Input records:
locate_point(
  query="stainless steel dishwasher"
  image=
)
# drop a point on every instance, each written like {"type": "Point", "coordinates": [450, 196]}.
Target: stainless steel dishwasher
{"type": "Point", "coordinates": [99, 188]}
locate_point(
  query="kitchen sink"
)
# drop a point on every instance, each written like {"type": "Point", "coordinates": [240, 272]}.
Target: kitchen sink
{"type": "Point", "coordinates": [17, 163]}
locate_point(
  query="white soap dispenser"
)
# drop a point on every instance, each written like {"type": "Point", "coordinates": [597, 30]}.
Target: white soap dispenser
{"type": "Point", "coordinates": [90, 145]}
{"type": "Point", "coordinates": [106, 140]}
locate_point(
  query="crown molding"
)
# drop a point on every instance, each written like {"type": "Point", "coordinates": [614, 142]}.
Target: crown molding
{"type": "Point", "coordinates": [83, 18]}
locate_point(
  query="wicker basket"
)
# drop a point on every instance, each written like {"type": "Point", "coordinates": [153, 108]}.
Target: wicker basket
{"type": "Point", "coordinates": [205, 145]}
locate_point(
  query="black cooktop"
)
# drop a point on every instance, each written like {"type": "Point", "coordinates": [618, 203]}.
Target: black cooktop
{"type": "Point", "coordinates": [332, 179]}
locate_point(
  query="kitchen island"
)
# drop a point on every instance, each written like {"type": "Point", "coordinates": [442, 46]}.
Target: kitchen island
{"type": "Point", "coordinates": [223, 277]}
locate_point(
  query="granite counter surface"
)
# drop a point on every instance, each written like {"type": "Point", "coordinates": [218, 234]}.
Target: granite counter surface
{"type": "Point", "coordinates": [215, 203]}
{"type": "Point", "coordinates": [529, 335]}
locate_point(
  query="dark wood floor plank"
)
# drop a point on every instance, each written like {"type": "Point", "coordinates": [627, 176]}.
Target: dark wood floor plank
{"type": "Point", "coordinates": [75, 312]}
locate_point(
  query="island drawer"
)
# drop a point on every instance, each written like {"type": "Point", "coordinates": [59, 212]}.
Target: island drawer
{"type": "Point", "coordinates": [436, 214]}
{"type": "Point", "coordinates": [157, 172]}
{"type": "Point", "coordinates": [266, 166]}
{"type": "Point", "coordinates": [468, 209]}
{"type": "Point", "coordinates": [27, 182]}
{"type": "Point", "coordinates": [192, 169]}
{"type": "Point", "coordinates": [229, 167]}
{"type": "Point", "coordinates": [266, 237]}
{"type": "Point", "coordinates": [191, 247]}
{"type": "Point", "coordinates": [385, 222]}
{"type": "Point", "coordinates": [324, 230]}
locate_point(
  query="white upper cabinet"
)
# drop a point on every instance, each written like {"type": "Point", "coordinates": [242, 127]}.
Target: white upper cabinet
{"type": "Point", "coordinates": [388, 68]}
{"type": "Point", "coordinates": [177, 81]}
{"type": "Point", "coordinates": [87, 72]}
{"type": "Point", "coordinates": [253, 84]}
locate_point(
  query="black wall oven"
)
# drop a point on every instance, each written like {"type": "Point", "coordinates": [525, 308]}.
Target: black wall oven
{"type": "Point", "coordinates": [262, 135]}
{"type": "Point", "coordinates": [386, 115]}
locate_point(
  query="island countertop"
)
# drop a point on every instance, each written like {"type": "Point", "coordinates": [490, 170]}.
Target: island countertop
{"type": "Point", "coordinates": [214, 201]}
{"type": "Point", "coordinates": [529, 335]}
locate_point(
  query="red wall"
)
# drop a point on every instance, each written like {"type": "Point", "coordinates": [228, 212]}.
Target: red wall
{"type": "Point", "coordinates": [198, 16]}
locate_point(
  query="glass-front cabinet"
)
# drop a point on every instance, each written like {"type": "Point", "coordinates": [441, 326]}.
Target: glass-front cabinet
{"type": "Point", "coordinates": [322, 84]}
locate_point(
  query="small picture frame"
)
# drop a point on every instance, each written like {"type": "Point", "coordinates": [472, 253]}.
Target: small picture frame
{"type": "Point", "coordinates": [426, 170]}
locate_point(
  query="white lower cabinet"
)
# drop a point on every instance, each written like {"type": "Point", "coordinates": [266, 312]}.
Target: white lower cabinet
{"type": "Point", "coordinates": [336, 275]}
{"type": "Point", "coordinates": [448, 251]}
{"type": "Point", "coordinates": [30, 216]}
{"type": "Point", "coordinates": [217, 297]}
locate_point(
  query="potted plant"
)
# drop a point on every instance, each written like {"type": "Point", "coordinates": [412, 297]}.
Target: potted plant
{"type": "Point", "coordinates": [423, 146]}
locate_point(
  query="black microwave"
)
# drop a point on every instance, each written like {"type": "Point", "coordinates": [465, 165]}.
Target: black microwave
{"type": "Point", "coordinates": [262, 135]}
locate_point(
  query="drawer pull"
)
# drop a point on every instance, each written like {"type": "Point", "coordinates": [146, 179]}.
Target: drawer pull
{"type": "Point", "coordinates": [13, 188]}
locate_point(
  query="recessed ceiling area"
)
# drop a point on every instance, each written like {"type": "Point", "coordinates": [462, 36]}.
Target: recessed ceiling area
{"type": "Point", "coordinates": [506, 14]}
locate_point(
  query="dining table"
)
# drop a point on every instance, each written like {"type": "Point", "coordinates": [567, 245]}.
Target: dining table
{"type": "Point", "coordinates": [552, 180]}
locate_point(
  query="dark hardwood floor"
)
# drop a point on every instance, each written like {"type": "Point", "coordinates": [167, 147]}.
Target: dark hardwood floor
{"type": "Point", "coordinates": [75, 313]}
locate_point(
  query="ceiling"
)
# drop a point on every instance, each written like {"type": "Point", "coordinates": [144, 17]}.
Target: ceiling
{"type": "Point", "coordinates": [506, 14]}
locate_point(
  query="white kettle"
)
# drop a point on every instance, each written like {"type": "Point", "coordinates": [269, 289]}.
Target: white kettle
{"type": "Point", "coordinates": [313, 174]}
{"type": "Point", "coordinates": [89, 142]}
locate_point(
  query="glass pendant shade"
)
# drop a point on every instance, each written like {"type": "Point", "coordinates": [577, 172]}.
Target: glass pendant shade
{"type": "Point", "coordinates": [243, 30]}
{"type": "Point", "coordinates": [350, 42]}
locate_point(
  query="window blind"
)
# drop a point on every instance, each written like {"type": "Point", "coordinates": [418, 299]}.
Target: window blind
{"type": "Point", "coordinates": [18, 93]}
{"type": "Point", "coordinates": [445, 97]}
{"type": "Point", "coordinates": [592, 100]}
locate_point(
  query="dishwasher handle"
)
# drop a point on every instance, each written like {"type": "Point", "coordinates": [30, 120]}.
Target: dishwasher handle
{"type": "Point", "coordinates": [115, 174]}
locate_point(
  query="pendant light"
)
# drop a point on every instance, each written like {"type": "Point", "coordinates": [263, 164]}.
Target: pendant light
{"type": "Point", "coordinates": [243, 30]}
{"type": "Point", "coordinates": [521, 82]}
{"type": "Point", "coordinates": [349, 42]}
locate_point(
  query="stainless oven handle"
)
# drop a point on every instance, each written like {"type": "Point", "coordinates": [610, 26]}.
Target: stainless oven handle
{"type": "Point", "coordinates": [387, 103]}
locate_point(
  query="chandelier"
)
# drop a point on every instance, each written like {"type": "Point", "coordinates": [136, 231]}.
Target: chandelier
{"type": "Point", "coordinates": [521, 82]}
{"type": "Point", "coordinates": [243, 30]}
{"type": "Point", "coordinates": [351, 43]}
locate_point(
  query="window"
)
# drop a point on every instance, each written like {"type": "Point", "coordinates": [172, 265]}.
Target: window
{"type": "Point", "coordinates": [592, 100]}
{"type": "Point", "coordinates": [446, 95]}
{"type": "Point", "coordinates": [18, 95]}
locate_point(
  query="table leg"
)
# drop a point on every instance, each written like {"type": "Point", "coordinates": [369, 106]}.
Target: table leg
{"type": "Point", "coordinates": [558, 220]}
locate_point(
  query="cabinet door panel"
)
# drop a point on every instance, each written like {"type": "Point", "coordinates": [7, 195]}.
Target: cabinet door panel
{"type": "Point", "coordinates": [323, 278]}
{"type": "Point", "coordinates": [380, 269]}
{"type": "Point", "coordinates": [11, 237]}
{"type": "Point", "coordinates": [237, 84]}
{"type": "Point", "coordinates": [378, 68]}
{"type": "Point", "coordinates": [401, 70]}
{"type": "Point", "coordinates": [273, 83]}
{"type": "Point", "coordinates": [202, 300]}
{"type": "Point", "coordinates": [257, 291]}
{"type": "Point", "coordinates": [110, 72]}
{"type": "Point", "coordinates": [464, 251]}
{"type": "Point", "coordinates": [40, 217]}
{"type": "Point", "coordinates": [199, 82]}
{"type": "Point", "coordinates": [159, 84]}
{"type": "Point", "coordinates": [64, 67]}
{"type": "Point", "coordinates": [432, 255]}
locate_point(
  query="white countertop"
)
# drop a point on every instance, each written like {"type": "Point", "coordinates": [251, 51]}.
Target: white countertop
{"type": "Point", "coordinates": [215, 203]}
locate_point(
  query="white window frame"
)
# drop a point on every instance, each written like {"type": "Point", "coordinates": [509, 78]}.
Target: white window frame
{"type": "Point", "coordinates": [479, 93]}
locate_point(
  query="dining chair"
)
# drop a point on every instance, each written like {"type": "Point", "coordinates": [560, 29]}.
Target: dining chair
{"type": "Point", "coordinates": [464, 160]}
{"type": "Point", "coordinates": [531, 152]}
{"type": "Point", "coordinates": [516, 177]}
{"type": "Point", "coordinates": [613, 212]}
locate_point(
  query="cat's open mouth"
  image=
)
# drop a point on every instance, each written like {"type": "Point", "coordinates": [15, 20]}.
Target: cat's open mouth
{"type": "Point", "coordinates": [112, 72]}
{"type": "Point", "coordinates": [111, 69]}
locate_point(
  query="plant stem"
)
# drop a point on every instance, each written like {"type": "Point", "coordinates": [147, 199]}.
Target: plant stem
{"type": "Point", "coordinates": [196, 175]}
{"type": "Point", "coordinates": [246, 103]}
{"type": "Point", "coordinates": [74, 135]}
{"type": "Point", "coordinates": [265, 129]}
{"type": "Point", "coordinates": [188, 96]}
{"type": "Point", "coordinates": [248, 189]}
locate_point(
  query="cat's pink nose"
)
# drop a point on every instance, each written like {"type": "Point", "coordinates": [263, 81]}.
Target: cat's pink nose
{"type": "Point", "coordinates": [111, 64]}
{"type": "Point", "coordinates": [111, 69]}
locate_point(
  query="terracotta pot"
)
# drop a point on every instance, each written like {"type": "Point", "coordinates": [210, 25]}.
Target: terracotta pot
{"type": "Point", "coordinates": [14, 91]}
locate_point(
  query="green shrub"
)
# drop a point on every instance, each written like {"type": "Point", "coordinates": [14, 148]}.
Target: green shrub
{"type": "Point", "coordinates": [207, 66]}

What you will do: Display each line of the listing above that contains the string "soap". Matching is case-sensitive.

Answer to the task:
  query="white soap dispenser"
Target: white soap dispenser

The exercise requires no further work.